TASK DETAILS
Convert every line of the rows below into a Markdown table with the columns "Line No." and "Content," one line per table row, skipping any blank lines.

EXCERPTED DATA
#####
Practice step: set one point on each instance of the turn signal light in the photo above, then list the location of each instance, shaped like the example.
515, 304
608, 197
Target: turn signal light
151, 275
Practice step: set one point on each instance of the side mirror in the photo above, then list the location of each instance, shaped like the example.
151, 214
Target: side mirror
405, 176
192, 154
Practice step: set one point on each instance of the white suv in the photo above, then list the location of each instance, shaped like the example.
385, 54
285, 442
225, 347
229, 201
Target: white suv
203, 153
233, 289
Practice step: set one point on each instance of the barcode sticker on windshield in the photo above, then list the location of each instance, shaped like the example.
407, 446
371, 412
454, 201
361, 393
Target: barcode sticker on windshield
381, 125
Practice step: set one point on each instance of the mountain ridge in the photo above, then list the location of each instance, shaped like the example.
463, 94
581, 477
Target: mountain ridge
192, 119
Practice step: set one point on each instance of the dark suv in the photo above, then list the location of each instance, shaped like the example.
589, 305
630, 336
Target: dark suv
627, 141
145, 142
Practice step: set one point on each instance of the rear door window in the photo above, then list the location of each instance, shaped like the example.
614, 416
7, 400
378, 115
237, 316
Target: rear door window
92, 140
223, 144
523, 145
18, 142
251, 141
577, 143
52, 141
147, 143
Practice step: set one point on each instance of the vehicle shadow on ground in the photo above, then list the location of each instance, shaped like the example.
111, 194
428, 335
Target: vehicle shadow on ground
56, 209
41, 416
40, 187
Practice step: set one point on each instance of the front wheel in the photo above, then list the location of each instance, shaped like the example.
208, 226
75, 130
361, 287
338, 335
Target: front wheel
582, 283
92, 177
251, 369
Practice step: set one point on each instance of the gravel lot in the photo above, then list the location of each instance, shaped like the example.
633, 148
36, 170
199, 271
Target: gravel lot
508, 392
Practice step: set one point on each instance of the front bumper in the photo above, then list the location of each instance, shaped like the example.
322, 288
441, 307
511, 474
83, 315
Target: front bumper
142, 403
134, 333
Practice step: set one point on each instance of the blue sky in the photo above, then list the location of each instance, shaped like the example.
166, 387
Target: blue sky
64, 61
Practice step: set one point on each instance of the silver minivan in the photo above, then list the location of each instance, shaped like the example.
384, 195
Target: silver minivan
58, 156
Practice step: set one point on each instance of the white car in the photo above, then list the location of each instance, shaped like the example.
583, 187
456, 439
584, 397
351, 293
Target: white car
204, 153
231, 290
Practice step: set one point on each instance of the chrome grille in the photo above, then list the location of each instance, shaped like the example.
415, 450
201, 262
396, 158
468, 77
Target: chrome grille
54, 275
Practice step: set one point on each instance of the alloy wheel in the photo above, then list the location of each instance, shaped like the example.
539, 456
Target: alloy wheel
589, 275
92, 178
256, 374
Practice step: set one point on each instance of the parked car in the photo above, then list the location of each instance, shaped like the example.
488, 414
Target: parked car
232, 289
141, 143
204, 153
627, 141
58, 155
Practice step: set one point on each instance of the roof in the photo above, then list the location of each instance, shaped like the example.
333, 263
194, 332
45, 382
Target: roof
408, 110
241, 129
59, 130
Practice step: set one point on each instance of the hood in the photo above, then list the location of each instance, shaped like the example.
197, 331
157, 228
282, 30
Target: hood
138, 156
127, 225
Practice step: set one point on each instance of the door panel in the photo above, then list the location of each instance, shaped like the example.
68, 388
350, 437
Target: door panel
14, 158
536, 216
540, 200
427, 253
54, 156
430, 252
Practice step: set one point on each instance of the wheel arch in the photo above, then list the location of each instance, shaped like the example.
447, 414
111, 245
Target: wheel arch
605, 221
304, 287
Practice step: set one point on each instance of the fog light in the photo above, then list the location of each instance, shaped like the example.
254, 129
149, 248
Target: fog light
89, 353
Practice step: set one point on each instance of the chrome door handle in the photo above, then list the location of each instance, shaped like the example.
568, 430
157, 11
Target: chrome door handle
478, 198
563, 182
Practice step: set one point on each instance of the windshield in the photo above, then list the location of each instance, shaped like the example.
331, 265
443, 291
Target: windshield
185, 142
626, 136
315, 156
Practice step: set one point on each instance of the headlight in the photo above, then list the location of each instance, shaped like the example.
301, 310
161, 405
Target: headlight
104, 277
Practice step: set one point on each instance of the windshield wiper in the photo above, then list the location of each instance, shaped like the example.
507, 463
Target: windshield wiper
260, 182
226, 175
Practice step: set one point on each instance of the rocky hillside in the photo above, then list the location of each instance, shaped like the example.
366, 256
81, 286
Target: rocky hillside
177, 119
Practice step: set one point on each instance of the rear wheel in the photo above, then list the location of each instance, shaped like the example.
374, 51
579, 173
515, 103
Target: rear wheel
#####
REPLY TO THE EXERCISE
| Line No. | Content |
|---|---|
| 1 | Practice step: set one point on each instance of the turn signal light in the photo above, then list the location of each instance, shaped like the example. |
| 2 | 515, 304 |
| 3 | 608, 197 |
| 4 | Target: turn signal light |
| 5 | 151, 275 |
| 6 | Practice step: set one point on each instance of the side mirror in the photo above, then list the location of each instance, shaped like the example. |
| 7 | 151, 214 |
| 8 | Target: side mirror |
| 9 | 405, 176 |
| 10 | 192, 154 |
| 11 | Practice step: set one point on each instance of the white suv in the photo above, then list the location of each instance, shaped like the example. |
| 12 | 385, 54 |
| 13 | 285, 442 |
| 14 | 225, 347 |
| 15 | 229, 201 |
| 16 | Target: white suv |
| 17 | 203, 153 |
| 18 | 233, 289 |
| 19 | Practice step: set one point on each instance of the barcode sticker on windshield in the photo above, then list the location of each instance, shaped like the example. |
| 20 | 407, 446 |
| 21 | 371, 412 |
| 22 | 454, 201 |
| 23 | 361, 393 |
| 24 | Target: barcode sticker on windshield |
| 25 | 381, 125 |
| 26 | Practice step: set one point on each instance of the mountain ridge in the photo above, then list the location of each instance, shaped like the example. |
| 27 | 463, 94 |
| 28 | 581, 477 |
| 29 | Target: mountain ridge |
| 30 | 192, 119 |
| 31 | Practice step: set one point on each instance of the dark suv in the photo above, then list the location of each instance, shaped like the example. |
| 32 | 589, 305 |
| 33 | 630, 336 |
| 34 | Target: dark suv |
| 35 | 627, 141 |
| 36 | 145, 142 |
| 37 | Practice step: set one point on each instance of the rear door window in the photo above, then list the location of each instance, shaped like the example. |
| 38 | 614, 416 |
| 39 | 7, 400 |
| 40 | 378, 115 |
| 41 | 237, 316 |
| 42 | Target: rear door window |
| 43 | 92, 140 |
| 44 | 223, 144 |
| 45 | 523, 145 |
| 46 | 18, 142 |
| 47 | 251, 141 |
| 48 | 577, 143 |
| 49 | 52, 141 |
| 50 | 147, 143 |
| 51 | Practice step: set one point on each instance of the vehicle shadow on ground in the photo above, then list the location of each instance, shaped like the example. |
| 52 | 111, 194 |
| 53 | 428, 335 |
| 54 | Target: vehicle shadow on ground |
| 55 | 56, 209 |
| 56 | 41, 416 |
| 57 | 40, 187 |
| 58 | Practice step: set one point on each instance of the front wheel in the photo above, then list the location of each instance, shaped like the example. |
| 59 | 208, 226 |
| 60 | 75, 130 |
| 61 | 361, 287 |
| 62 | 338, 335 |
| 63 | Target: front wheel |
| 64 | 582, 283 |
| 65 | 92, 177 |
| 66 | 251, 369 |
| 67 | Practice step: set one point on each instance of the gravel lot in the photo above, then list the location of each instance, shaped like the example. |
| 68 | 633, 148 |
| 69 | 36, 170 |
| 70 | 199, 271 |
| 71 | Target: gravel lot |
| 72 | 508, 392 |
| 73 | Practice step: set one point on each instance of the front bumper in the photo above, then list the location of each instance, shaped like the example. |
| 74 | 322, 288 |
| 75 | 441, 307 |
| 76 | 511, 474 |
| 77 | 83, 315 |
| 78 | Target: front bumper |
| 79 | 142, 403 |
| 80 | 134, 333 |
| 81 | Practice step: set one point on each instance of the blue sky in the photo above, then list the location of each instance, shaped like the example. |
| 82 | 166, 387 |
| 83 | Target: blue sky |
| 84 | 64, 61 |
| 85 | Practice step: set one point on each instance of the silver minivan in the photo above, then list the location of each instance, shaped like the example. |
| 86 | 384, 195 |
| 87 | Target: silver minivan |
| 88 | 58, 156 |
| 89 | Practice step: set one point on each instance of the white car in the photo above, then list the location of each instance, shaped like the example. |
| 90 | 583, 187 |
| 91 | 456, 439 |
| 92 | 584, 397 |
| 93 | 351, 293 |
| 94 | Target: white car |
| 95 | 204, 153 |
| 96 | 231, 290 |
| 97 | Practice step: set one point on each instance of the chrome grille in the photo above, then list the location of each instance, shaped like the example. |
| 98 | 415, 450 |
| 99 | 201, 262 |
| 100 | 396, 158 |
| 101 | 468, 77 |
| 102 | Target: chrome grille |
| 103 | 54, 275 |
| 104 | Practice step: set one point on each instance of the alloy wheel in the photo above, then list the location of each instance, shaped like the example. |
| 105 | 539, 456 |
| 106 | Target: alloy wheel |
| 107 | 589, 275 |
| 108 | 92, 178 |
| 109 | 256, 374 |
| 110 | Practice step: set one point on each instance of the parked car in the photo above, then list the location of each instance, shaped like the example. |
| 111 | 488, 414 |
| 112 | Target: parked car |
| 113 | 232, 289 |
| 114 | 141, 143 |
| 115 | 204, 153 |
| 116 | 627, 141 |
| 117 | 58, 155 |
| 118 | Practice step: set one point on each instance of the roof in the photo above, then list the location of each instance, shaped like the example. |
| 119 | 333, 263 |
| 120 | 194, 332 |
| 121 | 45, 382 |
| 122 | Target: roof |
| 123 | 408, 110 |
| 124 | 241, 129 |
| 125 | 59, 130 |
| 126 | Practice step: set one point on each instance of the hood in the photo above, then list the location of each instance, shaped like the example. |
| 127 | 197, 331 |
| 128 | 157, 228 |
| 129 | 282, 30 |
| 130 | Target: hood |
| 131 | 138, 156 |
| 132 | 127, 225 |
| 133 | Practice step: set one point on each instance of the door panel in the photo above, then list the location of each instance, shaped like the example. |
| 134 | 68, 388 |
| 135 | 350, 437 |
| 136 | Target: door panel |
| 137 | 14, 158 |
| 138 | 536, 216 |
| 139 | 540, 200 |
| 140 | 427, 253 |
| 141 | 54, 156 |
| 142 | 430, 252 |
| 143 | Practice step: set one point on each instance of the wheel arch in the photo above, then list the location of each instance, shaped like the example. |
| 144 | 447, 414 |
| 145 | 111, 245 |
| 146 | Target: wheel arch |
| 147 | 605, 221 |
| 148 | 304, 287 |
| 149 | Practice step: set one point on each instance of the fog light in the photo above, then list the location of each instance, shaped like the example. |
| 150 | 254, 129 |
| 151 | 149, 248 |
| 152 | Target: fog light |
| 153 | 89, 353 |
| 154 | Practice step: set one point on each instance of the chrome door handle in the photo above, then list the location of each instance, shaped like the example. |
| 155 | 568, 430 |
| 156 | 157, 11 |
| 157 | Target: chrome door handle |
| 158 | 478, 198 |
| 159 | 563, 182 |
| 160 | Practice step: set one point on each instance of the windshield in the photo above, then list the location of each instance, shaped like the example. |
| 161 | 331, 265 |
| 162 | 443, 291 |
| 163 | Target: windshield |
| 164 | 185, 142 |
| 165 | 626, 136 |
| 166 | 315, 156 |
| 167 | Practice step: set one point on each instance of the headlight in the photo above, then list the location of each instance, shaped like the example. |
| 168 | 301, 310 |
| 169 | 161, 405 |
| 170 | Target: headlight |
| 171 | 104, 277 |
| 172 | Practice step: set one point on each instance of the windshield wiper in the photo above, then list the location of each instance, shaped like the example. |
| 173 | 507, 463 |
| 174 | Target: windshield wiper |
| 175 | 260, 182 |
| 176 | 226, 175 |
| 177 | Practice step: set one point on each instance of the rocky hillside in the photo above, then list the location of each instance, shaped like the example. |
| 178 | 366, 256 |
| 179 | 81, 286 |
| 180 | Target: rocky hillside |
| 181 | 177, 119 |
| 182 | Practice step: set one point on each instance of the rear wheel in the photo above, then list the location of each instance, shaped like the example. |
| 183 | 374, 51 |
| 184 | 579, 173 |
| 185 | 515, 103 |
| 186 | Target: rear wheel |